## THE REQUEST
How many lines in the items below contain the word "white"? Reply with the number alone.

-- begin DATA FOR THE TASK --

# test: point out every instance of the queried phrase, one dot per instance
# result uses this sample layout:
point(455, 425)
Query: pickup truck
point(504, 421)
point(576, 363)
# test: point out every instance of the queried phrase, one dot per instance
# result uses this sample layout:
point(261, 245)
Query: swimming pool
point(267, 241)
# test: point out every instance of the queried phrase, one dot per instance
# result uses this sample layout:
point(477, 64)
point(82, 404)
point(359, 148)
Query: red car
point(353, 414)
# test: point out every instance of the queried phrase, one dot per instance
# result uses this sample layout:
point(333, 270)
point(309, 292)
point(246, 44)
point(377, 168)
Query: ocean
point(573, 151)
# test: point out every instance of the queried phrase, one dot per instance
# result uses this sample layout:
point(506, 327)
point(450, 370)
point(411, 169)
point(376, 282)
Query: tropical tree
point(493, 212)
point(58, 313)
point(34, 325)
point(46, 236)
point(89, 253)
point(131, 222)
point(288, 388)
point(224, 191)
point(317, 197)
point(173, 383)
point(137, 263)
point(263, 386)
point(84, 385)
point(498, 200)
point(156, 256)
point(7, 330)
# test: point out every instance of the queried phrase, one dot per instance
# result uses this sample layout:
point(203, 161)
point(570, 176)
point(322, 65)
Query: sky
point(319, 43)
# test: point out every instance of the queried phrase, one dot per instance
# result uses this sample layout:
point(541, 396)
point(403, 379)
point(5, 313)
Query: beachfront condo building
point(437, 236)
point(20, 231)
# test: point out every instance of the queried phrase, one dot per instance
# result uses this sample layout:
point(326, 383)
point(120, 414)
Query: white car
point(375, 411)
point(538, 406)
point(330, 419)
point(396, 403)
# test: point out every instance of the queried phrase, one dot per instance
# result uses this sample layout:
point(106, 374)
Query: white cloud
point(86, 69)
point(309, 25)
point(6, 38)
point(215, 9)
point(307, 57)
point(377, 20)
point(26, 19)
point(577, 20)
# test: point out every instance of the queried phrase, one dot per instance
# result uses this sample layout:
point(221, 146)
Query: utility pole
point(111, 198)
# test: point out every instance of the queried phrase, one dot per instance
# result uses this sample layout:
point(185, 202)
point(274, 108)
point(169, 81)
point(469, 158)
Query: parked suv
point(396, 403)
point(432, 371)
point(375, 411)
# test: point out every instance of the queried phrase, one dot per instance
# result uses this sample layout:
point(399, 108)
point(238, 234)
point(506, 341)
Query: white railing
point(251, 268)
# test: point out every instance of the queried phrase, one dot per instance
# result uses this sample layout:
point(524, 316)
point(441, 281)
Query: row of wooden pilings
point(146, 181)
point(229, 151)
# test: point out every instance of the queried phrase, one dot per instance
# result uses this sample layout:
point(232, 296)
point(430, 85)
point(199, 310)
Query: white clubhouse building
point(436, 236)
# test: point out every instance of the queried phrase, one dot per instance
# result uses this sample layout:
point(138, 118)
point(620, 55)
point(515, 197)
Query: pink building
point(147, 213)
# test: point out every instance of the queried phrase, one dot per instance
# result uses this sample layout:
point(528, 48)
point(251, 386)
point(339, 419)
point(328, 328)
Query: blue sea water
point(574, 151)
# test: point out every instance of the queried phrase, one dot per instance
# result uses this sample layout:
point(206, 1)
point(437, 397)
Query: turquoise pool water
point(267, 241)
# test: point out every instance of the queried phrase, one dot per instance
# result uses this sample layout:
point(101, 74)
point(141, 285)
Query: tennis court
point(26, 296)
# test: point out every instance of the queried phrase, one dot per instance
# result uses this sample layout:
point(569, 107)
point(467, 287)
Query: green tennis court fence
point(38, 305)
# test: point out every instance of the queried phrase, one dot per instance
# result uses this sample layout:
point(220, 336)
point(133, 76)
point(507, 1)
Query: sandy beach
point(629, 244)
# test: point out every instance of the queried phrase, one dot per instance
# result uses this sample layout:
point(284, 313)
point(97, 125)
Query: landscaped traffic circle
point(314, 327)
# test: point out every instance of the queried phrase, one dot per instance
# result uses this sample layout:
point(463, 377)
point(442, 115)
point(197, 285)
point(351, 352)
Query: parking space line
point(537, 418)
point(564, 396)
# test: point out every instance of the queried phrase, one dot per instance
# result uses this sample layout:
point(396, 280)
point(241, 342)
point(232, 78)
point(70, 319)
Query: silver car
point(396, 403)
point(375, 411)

-- end DATA FOR THE TASK --

## RESPONSE TO THE TASK
4